Source passage: Begin

Given the centrality of Louise’s history with her daughter, Arrival could also be seen as a hybrid of science fiction and domestic drama. This combination is unusual, but, generally, science fiction films appear to be very open for a combination with other genres. Famous examples include the Alien franchise (1979–) and the first Blade Runner film (1982), which could be seen as horror and film noir, respectively. The frequent hybridity of films advertised as science fiction led to heated debates as to what the genre of a certain film actually is and caused some scholars to advocate abandoning such classifications altogether (Bould 2012, pp. 1–2). Be that as may, in Arrival, it is clear that the domestic drama of a mother losing her child needs its science fiction elements to tell the tale of how she comes to terms with it. The encounter with the heptapods allows her to reach into the truth beyond everyday reality, to have an experience of transcendence.
It is striking how Louise’s life with Hannah and with Ian and Hannah is shown exclusively as a narrative of love and happiness—the fury of the adolescent Hannah is only an aspect of what intimately living with a growing child means. Ian and Louise must have quarrelled, but we do not see their rows. The same is true for the suffering, which Hannah must have experienced, although it is indicated by her bald head and the tubes in her nose on her deathbed. Louise chooses happiness and the sword through her soul—a choice not given to Ian—and they cannot overcome their differences, at least not in the periods shown in the film, which start with the arrival of the heptapods and end with Hannah’s death.

Source passage: End
Recorded data: Begin

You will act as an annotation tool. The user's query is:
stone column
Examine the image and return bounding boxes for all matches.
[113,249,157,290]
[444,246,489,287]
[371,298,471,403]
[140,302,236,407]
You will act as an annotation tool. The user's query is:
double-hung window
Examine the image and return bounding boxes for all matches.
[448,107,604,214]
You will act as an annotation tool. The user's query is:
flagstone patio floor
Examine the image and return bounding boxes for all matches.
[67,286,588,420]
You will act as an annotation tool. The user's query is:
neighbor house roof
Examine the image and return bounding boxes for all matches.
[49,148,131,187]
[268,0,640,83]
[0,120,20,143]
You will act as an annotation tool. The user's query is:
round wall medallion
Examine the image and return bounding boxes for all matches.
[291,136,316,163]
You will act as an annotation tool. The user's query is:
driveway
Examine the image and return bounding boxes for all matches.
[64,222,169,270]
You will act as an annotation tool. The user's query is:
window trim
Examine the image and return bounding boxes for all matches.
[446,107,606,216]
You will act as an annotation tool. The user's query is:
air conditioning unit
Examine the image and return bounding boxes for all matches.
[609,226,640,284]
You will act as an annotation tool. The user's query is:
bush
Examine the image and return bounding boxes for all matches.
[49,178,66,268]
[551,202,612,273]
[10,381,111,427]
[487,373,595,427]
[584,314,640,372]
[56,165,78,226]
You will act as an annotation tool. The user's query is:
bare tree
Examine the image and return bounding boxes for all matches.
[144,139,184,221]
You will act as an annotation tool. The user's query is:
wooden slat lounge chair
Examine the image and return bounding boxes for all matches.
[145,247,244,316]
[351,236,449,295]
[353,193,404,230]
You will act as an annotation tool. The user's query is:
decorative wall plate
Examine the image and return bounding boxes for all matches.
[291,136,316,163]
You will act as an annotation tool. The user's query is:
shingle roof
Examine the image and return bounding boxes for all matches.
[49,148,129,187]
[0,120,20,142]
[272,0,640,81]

Recorded data: End

Tasks to carry out:
[1] According to the passage about the film Arrival, which genres could the Alien franchise and the first Blade Runner film be seen as?
[2] Extend the passage about the film Arrival, starting right after its final sentence.
The items above are separate material from the passage about the film Arrival.

Written answers:
[1] Horror for the Alien franchise and film noir for the first Blade Runner film.

[2]
The image of the sword through the soul is my own association, which connects Louise to the Virgin Mary and Simeon’s prophesy that “a sword will pierce your own soul (Lk. 2: 35).” Arrival does not provide such direct connections to Christianity or any religion for that matter, except for a news item about a Pentecostal group whose members committed suicide. This event is not important in the narrative, except as an example of the panic that ensues after the arrival of the heptapods. Moreover, the terms spirituality or transcendence are never mentioned. Yet, they are indicated through Arrival’s sound and iconography. The use of whale song for the noises that the heptapods make is significant as, from the 1970s onwards, many people came to connect these magnificent sea mammals—whose brains are not only bigger but also more complex than ours—to spirituality (Zelko 2013, pp. 183–94). Obviously, as the death of Hannah is so important in the narrative, the film contains many references to death. In the heptapods’ spaceship, the black corridor with the white light at the end follows the reports of near-death experiences, a connection that is further enhanced by Ian’s remark about his own death as he is getting out of his suit. When Louise goes for a last encounter with the heptapods, her small pod fills up with white mist as she enters, after which she suddenly finds herself with the beings: this could be seen as an experience of death and rebirth. Generally, white light is used in film for instances of contact with the divine and experiences of transcendence (McAvan 2012, pp. 56–57). The film poster also hints at spirituality, as there appears to be a halo behind Louise’s head, which the other main characters lack.
Using works of medieval mystics as a lens, the imagery and Louise’s dealing with her daughter’s death shows similarities with the descriptions to be found in their works and biographies. Here, I specifically used the work of two thirteenth century Beguines, Mechthild of Magdeburg and Hadewijch of Antwerp, as well as the biographies of fourteenth century Liedewij of Schiedam. Chronically ill since youth, the latter lived a religious life at home, rather than in a religious community.
Louise’s last journey to the alien ship, in which she is taken up into the heptapods’ element, is shown as being like a mystical experience, not only in her complete immersion into the alien’s element, but also in the fact that she receives a special kind of knowledge, which she is to share with her fellow human beings. This commandment that mystics must share their knowledge is a recurrent theme in medieval descriptions of visions as is the apparently fluid nature of the heptapods’ element, which is similar to Mechthild’s imagery in her Das Fliessende Licht der Gotheit (Mechthild of Magdeburg 1993). Relying on the authority of Scripture, divine wisdom was often seen as flowing from a source, as water, as blood from Christ’s sidewound or milk from a saint’s breasts (Bynum 1987, 1991).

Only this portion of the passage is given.